* **WORK REQUEST**
Write the next part of the news article about Slidell Memorial Hospital's bid to keep its CEO's pay confidential, starting after its final sentence.

* **TEXT UNDER STUDY**

------------------------------------------------------------------------

Hospital loses bid to seal CEO’s pay _lowres

CEO Bill Davis of Slidell Memorial Hospital

A state district judge in Baton Rouge has rejected a bid by Slidell Memorial Hospital to keep CEO Bill Davis’ pay confidential, permitting the legislative auditor to disclose the $462,821 salary and benefits package as part of the hospital’s annual audit.

The hospital had sought to block the release, arguing that the information should be kept confidential to prevent private competitors from gaining a leg up by knowing what Davis is paid.

But 19th Judicial District Judge Janice Clark disagreed, and Legislative Auditor Daryl Purpera issued the full, unredacted hospital audit Thursday.

Clark agreed with attorneys who argued that a new state law, Act 706, did not permit the hospital to shield Davis’ pay from public release. Clark first ruled in Purpera’s favor in August, but hospital attorneys had asked for a stay of judgment while they appealed. On Thursday, Clark denied the stay. The appeal will go forward.

In 2014, Davis earned $381,727 in salary, $16,341 in insurance benefits, $10,400 in retirement benefits and $54,353 in other benefits.

Hospital officials submitted that information to Purpera’s office in June as required, Board Chairman David Mannella said. But they asked that he not release the salary information. When he refused, Slidell Memorial sued.

“If our competitors know what Bill Davis is paid, that gives them a great advantage in recruitment,” Mannella said.

------------------------------------------------------------------------

* **SUPPLIED ENTRIES**
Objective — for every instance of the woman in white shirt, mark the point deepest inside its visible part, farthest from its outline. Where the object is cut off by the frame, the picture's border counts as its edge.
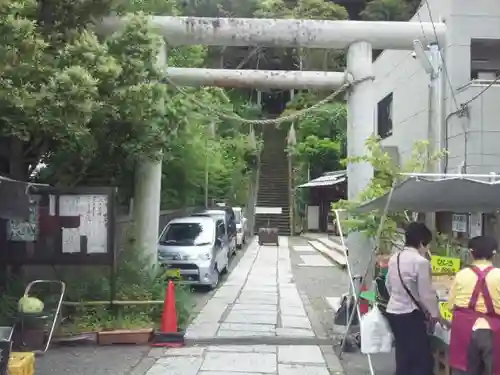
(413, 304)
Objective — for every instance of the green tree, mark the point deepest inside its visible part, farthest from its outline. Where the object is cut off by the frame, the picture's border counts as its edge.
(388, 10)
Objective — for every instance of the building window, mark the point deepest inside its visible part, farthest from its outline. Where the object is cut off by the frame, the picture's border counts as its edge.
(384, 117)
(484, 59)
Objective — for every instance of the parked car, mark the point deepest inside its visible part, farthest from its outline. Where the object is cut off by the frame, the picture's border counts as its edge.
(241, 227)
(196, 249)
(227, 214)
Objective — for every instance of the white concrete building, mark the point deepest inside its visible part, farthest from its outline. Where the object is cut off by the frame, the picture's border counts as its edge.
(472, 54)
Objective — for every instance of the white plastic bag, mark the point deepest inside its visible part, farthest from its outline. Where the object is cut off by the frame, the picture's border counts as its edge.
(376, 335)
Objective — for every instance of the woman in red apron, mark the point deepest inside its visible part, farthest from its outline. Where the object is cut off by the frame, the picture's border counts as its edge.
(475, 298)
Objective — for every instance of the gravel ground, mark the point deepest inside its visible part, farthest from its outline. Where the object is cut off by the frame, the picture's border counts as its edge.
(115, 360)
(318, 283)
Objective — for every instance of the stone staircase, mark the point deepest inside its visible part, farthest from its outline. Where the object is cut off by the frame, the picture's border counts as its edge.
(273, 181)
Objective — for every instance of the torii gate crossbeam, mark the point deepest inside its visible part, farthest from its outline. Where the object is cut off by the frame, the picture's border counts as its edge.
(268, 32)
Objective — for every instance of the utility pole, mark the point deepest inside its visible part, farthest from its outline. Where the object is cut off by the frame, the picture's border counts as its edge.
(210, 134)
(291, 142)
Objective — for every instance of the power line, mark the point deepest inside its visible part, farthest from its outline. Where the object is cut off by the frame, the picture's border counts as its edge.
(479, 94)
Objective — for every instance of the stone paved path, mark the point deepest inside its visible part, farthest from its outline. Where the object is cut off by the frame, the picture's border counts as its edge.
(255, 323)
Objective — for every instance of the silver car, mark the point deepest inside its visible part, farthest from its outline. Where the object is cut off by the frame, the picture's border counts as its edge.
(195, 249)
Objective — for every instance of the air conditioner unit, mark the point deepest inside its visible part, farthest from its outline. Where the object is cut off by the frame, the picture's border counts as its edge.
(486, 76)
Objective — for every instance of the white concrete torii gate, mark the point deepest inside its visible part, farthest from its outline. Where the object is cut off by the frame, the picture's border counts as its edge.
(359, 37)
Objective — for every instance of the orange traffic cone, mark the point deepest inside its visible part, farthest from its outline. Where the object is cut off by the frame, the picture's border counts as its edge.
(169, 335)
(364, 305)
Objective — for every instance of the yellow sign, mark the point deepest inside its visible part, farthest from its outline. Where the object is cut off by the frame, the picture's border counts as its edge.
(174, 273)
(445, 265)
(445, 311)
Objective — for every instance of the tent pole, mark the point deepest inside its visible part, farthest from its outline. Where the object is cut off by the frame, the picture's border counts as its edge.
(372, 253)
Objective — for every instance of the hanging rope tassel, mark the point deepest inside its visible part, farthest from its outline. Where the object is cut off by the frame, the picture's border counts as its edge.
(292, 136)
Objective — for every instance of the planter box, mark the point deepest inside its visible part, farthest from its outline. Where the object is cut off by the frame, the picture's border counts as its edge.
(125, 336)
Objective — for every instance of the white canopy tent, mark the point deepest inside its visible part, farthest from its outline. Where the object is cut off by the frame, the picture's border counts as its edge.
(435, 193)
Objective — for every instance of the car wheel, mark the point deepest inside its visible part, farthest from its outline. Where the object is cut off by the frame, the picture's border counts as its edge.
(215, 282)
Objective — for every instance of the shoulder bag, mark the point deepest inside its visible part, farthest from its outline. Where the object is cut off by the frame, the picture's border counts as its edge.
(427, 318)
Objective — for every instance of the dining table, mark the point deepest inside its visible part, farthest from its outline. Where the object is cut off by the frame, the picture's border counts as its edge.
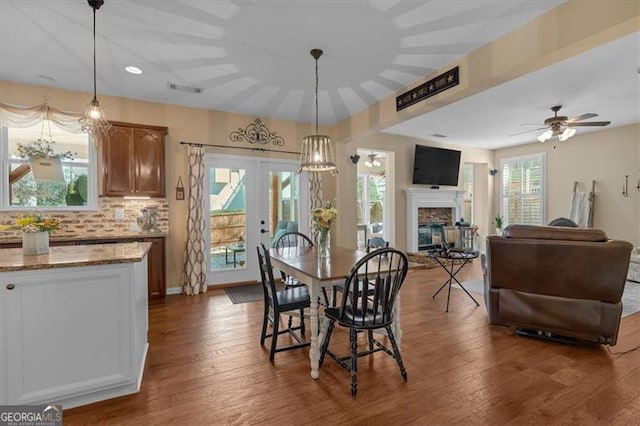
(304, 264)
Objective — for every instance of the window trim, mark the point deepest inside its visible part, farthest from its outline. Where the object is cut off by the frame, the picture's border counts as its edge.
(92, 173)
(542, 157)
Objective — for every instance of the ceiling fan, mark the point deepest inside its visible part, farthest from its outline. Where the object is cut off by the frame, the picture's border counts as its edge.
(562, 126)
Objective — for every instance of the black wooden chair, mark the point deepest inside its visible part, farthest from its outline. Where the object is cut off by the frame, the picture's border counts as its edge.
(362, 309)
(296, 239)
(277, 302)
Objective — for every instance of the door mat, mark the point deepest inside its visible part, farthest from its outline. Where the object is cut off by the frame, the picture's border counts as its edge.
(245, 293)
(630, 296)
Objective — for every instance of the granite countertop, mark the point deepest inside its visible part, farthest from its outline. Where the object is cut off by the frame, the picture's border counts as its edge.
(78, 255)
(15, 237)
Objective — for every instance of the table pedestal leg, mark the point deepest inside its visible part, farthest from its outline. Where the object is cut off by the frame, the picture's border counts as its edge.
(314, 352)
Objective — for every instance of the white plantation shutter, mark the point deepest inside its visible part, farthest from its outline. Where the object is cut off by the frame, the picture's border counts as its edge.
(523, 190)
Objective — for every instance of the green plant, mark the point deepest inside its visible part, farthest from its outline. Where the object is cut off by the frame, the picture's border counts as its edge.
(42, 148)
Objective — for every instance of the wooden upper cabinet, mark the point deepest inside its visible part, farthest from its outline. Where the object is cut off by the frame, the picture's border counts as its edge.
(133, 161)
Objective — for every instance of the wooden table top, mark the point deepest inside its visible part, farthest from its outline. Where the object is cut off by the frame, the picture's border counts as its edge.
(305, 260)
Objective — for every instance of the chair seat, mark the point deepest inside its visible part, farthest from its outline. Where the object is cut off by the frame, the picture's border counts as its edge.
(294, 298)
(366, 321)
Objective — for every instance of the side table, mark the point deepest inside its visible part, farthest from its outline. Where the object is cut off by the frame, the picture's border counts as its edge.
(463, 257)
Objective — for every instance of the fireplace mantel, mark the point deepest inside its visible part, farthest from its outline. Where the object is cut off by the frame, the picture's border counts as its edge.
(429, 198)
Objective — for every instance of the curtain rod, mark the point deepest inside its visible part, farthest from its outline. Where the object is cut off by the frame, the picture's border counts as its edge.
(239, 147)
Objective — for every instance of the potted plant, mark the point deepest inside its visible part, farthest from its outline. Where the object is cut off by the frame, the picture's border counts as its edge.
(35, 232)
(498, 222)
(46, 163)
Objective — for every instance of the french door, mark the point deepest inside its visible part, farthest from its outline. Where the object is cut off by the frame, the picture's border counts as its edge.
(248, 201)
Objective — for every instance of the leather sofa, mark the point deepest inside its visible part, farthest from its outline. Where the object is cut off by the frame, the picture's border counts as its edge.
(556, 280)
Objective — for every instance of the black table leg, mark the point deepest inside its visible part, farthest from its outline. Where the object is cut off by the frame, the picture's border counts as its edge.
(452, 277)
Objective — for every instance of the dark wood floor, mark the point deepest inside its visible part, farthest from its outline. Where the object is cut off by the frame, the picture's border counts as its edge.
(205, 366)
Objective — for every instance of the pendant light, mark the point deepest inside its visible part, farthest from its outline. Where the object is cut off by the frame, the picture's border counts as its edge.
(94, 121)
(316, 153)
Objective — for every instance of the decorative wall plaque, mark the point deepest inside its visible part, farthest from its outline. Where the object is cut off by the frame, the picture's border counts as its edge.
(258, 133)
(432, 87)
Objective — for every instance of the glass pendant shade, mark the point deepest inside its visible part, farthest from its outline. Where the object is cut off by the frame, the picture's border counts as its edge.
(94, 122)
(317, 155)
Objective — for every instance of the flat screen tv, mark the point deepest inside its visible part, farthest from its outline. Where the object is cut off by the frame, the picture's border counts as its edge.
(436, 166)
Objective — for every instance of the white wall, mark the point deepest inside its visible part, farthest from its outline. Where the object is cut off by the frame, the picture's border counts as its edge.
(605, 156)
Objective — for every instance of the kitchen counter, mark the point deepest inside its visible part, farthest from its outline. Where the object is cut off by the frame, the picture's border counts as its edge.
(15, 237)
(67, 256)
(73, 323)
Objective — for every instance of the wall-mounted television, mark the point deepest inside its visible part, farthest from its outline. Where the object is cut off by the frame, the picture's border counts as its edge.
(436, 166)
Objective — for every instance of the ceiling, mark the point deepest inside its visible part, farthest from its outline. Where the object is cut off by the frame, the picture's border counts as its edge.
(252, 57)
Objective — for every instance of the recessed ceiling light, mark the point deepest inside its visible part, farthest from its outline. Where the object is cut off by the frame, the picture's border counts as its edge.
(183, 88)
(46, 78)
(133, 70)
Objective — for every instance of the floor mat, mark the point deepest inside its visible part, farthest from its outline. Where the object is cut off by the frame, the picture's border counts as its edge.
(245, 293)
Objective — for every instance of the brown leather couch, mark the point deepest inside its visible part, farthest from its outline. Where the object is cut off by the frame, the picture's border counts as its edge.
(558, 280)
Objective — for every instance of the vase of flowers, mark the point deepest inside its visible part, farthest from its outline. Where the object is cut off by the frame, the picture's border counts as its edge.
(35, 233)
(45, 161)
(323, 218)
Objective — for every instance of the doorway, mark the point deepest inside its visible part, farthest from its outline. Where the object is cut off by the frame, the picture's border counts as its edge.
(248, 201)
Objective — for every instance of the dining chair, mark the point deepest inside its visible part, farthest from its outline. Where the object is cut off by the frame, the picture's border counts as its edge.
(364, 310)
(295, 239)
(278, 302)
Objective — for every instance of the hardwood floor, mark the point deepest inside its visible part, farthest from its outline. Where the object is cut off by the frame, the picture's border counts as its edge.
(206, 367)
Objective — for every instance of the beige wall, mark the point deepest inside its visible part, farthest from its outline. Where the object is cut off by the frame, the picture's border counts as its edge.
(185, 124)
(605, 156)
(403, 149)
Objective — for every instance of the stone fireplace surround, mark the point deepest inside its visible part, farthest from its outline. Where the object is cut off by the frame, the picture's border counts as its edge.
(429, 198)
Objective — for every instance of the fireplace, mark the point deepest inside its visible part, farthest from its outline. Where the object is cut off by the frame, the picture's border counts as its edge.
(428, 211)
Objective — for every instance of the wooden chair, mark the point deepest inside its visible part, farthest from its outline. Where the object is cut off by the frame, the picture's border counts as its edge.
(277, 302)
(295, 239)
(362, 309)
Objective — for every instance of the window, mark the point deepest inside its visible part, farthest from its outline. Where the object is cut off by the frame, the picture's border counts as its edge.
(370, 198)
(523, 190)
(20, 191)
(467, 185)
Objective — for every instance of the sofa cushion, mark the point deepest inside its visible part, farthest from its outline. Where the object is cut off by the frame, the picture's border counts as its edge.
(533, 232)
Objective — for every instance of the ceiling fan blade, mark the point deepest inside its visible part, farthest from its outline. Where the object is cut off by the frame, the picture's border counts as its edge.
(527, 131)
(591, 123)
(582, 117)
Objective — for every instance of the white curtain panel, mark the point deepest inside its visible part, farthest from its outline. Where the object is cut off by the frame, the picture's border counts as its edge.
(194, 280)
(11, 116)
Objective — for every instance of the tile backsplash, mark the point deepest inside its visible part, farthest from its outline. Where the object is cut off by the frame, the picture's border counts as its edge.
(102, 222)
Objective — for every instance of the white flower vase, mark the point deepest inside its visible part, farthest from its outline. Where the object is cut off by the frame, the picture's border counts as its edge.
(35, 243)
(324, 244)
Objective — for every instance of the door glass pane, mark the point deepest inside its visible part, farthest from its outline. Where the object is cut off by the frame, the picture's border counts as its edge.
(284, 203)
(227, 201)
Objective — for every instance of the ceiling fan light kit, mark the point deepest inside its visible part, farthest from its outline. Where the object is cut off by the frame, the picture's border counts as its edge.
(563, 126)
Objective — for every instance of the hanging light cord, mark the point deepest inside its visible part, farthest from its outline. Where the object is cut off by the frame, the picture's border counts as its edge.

------------------------------------------------------------------------

* **RESULT FOR THIS TASK**
The hospital argued that an earlier state law, the Enhanced Ability to Compete act, allowed it to shield Davis’ compensation because of the competitive pressures faced by hospital service districts. Passed in 1984, the law gives those districts the right to keep “strategic” information confidential.

But once Act 706 was passed last year, many hospitals worried that information might no longer be protected, Mannella said.

During the hearing before Clark, attorneys were able to show that when the act was being considered in the Legislature, an exemption for hospital service districts was rejected.

SMH is governed by a nine-member commission, of which seven members are appointed by area legislators.

Purpera hailed the decision.

“Our job here at the Legislative Auditor’s Office is not only to collect the information,” he said, “but to make it available to the public who is paying to run these hospitals.”